**Page extract**
[Start]

I would like to convert arbitrary length of integers that are represented in binary format to the ASCII form.
One example being for the integer number 33023, the hexadecimal bytes is 0x80ff. I would like to represent 0x80ff into ASCII format of 33023 which has a hexadecimal representation of 0x3333303233.
I am working on a Java Card environment which does not recognize the String type so I would have to do the conversion manually via binary manipulation.
What is the most efficient way to go about solving this as Java Card environment on a 16 bit smart card is very constraint.
This is more tricky than that you may think as it requires base conversion, and base conversion is executed over the entire number, using big integer arithmetic.
That of course doesn't mean that we cannot create an efficient implementation of said big integer arithmetic specifically for the purpose. Here is an implementation that left pads with zero's (which is usually required on Java Card) and uses no additional memory (!). You may have to copy the original value of the big endian number if you want to keep it though - the input value is overwritten. Putting it in RAM is highly recommended.
This code simply divides the bytes with the new base (10 for decimals), returning the remainder. The remainder is the next lowest digit. As the input value has now been divided the next remainder is the digit that is just one position more significant than the one before. It keeps dividing and returning the remainder until the value is zero and the calculation is complete.
The tricky part of the algorithm is the inner loop, which divides the value by 10 in place, while returning the remainder using tail division over bytes. It provides one remainder / decimal digit per run. This also means that the order of the function is O(n) where n is the number of digits in the result (defining the tail division as a single operation). Note that n can be calculated by ceil(bigNumBytes * log_10(256)): the result of which is also present in the precalculated BCD_SIZE_PER_BYTES table. log_10(256) of course a constant decimal value, somewhere upwards of 2.408.
Here is the final code with optimizations (see the edit for different versions):
/**
* Converts an unsigned big endian value within the buffer to the same value
* stored using ASCII digits. The ASCII digits may be zero padded, depending
* on the value within the buffer.
* <p>
* <strong>Warning:</strong> this method zeros the value in the buffer that
* contains the original number. It is strongly recommended that the input
* value is in fast transient memory as it will be overwritten multiple
* times - until it is all zero.
* </p>
* <p>
* <strong>Warning:</strong> this method fails if not enough bytes are
* available in the output BCD buffer while destroying the input buffer.
* </p>
* <p>
* <strong>Warning:</strong> the big endian number can only occupy 16 bytes
* or less for this implementation.

[End]

**Information shown**
[Start]

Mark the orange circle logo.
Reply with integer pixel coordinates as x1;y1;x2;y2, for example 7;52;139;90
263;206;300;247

[End]

**Task 1**
Output the passage of the Java Card thread from "That of course" to "calculation is complete.".
**Task 2**
Pick up the Java Card thread after its last line and continue it.
The material is not needed here.

**Task output 1**
That of course doesn't mean that we cannot create an efficient implementation of said big integer arithmetic specifically for the purpose. Here is an implementation that left pads with zero's (which is usually required on Java Card) and uses no additional memory (!). You may have to copy the original value of the big endian number if you want to keep it though - the input value is overwritten. Putting it in RAM is highly recommended.
This code simply divides the bytes with the new base (10 for decimals), returning the remainder. The remainder is the next lowest digit. As the input value has now been divided the next remainder is the digit that is just one position more significant than the one before. It keeps dividing and returning the remainder until the value is zero and the calculation is complete.

**Task output 2**
* </p>
*
* #param uBigBuf
* the buffer containing the unsigned big endian number
* #param uBigOff
* the offset of the unsigned big endian number in the buffer
* #param uBigLen
* the length of the unsigned big endian number in the buffer
* #param decBuf
* the buffer that is to receive the BCD encoded number
* #param decOff
* the offset in the buffer to receive the BCD encoded number
* #return decLen, the length in the buffer of the received BCD encoded
* number
*/
public static short toDecimalASCII(byte[] uBigBuf, short uBigOff,
short uBigLen, byte[] decBuf, short decOff) {
// variables required to perform long division by 10 over bytes
// possible optimization: reuse remainder for dividend (yuk!)
short dividend, division, remainder;
// calculate stuff outside of loop
final short uBigEnd = (short) (uBigOff + uBigLen);
final short decDigits = BYTES_TO_DECIMAL_SIZE[uBigLen];
// --- basically perform division by 10 in a loop, storing the remainder
// traverse from right (least significant) to the left for the decimals
for (short decIndex = (short) (decOff + decDigits - 1); decIndex >= decOff; decIndex--) {
// --- the following code performs tail division by 10 over bytes
// clear remainder at the start of the division
remainder = 0;
// traverse from left (most significant) to the right for the input
for (short uBigIndex = uBigOff; uBigIndex < uBigEnd; uBigIndex++) {
// get rest of previous result times 256 (bytes are base 256)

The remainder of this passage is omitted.